任务说明: 把下方各行中从第一行一直到包含“x=887, y=143”的那一行（首尾两行都算在内）写成 Markdown 表格，分为“序号”和“内容”两列，空行不列入。

= = = = =

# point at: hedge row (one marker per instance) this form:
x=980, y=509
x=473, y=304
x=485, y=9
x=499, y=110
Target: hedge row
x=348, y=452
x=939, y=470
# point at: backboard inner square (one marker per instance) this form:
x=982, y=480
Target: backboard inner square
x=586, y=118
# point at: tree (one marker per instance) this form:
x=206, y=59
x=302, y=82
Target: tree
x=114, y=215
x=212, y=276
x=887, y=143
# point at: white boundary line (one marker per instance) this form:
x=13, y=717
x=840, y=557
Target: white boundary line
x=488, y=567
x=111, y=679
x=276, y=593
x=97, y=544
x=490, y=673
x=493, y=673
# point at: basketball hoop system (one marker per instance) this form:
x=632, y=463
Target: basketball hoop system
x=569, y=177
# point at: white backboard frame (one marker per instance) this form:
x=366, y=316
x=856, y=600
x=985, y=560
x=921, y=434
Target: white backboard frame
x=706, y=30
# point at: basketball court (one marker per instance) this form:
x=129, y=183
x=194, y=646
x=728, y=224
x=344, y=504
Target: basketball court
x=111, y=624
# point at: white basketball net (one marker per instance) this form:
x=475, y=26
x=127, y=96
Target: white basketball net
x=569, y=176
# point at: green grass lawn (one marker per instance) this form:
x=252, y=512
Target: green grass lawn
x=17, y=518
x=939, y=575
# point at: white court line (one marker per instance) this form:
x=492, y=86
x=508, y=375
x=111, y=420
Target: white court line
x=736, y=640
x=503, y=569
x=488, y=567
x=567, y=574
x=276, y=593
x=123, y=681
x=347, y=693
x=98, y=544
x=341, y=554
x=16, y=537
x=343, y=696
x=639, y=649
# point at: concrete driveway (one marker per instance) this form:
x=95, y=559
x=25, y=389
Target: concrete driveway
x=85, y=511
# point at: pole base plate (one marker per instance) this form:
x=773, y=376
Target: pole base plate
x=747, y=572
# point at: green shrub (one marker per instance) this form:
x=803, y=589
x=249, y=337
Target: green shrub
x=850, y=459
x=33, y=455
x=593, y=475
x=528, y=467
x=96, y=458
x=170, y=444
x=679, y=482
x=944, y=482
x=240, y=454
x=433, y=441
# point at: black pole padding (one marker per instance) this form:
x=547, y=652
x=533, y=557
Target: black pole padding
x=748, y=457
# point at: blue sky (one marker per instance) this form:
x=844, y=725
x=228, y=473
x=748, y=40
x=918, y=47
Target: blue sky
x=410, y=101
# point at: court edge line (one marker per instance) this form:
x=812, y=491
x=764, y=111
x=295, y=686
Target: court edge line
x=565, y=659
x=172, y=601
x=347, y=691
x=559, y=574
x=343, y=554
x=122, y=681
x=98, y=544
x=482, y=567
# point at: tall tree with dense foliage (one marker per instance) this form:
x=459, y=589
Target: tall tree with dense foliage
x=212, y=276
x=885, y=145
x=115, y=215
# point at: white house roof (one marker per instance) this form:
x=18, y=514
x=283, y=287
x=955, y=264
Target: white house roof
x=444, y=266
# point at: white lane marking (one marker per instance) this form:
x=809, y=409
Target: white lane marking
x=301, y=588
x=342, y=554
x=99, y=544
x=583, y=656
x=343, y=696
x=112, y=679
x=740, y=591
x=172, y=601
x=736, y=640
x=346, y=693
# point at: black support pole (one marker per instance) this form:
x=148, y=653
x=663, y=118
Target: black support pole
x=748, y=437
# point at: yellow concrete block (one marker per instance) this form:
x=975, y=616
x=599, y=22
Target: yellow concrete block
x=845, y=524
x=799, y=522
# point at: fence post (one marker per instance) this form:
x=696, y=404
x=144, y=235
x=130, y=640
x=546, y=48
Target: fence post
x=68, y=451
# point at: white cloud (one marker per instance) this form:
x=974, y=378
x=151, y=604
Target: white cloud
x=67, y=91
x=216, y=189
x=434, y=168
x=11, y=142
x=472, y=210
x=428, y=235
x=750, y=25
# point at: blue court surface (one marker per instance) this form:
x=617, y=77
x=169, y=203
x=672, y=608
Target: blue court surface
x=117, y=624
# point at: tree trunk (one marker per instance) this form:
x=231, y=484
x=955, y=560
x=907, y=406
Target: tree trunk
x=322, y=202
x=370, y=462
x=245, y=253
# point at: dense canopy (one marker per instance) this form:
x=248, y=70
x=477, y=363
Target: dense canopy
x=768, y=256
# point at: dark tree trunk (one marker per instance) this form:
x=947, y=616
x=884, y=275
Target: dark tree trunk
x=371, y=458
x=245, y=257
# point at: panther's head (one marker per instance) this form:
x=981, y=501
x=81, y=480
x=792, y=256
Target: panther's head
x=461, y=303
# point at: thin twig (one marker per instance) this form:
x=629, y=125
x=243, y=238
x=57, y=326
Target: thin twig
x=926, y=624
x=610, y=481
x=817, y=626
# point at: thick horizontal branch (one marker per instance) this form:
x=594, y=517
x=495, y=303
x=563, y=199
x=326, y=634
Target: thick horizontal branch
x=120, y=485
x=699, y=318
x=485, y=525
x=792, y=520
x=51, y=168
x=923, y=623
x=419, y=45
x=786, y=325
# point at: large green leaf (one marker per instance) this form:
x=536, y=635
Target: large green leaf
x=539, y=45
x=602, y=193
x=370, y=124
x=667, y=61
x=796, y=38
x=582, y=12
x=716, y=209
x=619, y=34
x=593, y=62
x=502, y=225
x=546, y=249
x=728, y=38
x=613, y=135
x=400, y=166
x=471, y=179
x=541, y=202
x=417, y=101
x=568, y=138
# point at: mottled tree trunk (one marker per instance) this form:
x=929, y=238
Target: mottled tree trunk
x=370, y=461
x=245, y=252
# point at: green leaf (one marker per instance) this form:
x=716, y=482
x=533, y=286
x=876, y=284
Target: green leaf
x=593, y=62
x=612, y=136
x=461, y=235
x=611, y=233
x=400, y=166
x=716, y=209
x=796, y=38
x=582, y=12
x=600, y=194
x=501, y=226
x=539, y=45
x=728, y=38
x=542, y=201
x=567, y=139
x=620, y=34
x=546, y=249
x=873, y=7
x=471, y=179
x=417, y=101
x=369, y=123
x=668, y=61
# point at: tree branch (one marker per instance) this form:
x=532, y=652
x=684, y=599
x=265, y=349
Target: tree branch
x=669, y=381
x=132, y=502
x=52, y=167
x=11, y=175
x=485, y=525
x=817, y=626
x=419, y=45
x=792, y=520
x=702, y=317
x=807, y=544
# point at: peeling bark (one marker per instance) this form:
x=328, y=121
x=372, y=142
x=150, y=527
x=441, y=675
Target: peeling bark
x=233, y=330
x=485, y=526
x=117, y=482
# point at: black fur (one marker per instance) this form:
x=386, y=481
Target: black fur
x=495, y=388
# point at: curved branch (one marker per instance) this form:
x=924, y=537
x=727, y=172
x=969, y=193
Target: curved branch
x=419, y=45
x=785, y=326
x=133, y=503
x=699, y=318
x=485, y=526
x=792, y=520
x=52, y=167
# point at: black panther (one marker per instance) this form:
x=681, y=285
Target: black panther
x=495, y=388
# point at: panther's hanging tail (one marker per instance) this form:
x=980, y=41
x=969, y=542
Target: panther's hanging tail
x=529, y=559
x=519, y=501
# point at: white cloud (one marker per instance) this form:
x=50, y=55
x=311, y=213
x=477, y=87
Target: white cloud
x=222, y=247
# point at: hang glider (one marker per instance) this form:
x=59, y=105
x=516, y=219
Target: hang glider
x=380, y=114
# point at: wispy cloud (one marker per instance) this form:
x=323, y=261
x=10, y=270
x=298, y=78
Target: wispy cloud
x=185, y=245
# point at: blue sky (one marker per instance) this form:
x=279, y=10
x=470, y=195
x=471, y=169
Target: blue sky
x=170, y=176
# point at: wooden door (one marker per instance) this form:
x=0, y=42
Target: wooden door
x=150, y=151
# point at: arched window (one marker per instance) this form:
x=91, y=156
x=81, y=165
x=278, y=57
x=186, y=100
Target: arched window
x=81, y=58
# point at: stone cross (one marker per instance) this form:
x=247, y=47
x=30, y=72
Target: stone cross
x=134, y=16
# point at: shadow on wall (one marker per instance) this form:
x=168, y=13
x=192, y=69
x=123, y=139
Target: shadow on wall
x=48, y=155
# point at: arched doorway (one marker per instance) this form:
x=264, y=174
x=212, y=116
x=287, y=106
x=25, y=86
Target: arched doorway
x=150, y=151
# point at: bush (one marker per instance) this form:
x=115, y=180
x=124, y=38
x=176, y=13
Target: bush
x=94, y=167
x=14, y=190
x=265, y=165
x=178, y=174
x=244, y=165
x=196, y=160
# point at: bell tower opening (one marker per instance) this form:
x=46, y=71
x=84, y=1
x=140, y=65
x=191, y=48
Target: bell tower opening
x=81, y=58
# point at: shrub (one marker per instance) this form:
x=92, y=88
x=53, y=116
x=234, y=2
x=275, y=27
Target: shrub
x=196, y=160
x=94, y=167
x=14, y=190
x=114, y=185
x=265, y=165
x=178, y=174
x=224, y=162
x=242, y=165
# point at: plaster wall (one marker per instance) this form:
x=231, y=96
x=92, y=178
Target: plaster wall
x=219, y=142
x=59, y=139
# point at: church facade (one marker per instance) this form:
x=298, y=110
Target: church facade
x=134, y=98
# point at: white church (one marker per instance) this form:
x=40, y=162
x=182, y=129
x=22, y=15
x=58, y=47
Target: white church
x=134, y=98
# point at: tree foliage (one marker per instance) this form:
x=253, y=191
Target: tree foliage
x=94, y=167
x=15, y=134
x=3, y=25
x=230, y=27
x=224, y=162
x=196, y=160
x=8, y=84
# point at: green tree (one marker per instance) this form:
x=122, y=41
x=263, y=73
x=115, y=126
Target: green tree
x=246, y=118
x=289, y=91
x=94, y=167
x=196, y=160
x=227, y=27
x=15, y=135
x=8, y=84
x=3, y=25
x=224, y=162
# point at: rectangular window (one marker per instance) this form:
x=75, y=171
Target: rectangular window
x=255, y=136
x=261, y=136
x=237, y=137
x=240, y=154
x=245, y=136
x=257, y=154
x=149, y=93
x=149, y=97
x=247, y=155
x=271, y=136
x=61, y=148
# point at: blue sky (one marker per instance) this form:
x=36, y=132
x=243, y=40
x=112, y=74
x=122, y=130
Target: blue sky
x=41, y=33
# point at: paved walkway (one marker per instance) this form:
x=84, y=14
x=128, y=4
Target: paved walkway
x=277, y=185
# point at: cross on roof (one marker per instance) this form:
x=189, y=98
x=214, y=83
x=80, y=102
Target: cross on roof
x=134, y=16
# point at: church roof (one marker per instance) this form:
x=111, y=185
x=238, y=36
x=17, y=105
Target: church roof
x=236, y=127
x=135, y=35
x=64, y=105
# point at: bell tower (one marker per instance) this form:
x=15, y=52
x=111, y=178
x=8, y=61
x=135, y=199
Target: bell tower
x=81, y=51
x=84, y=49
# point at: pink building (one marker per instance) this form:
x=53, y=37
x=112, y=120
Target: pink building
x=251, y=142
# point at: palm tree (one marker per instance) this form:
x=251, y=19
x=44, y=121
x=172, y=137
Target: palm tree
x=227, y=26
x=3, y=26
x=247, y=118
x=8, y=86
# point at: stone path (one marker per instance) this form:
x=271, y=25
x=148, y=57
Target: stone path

= = = = =

回复:
| 序号 | 内容 |
|---|---|
| 1 | # point at: hedge row (one marker per instance) this form: |
| 2 | x=980, y=509 |
| 3 | x=473, y=304 |
| 4 | x=485, y=9 |
| 5 | x=499, y=110 |
| 6 | Target: hedge row |
| 7 | x=348, y=452 |
| 8 | x=939, y=470 |
| 9 | # point at: backboard inner square (one marker per instance) this form: |
| 10 | x=982, y=480 |
| 11 | Target: backboard inner square |
| 12 | x=586, y=118 |
| 13 | # point at: tree (one marker per instance) this form: |
| 14 | x=206, y=59 |
| 15 | x=302, y=82 |
| 16 | Target: tree |
| 17 | x=114, y=215 |
| 18 | x=212, y=276 |
| 19 | x=887, y=143 |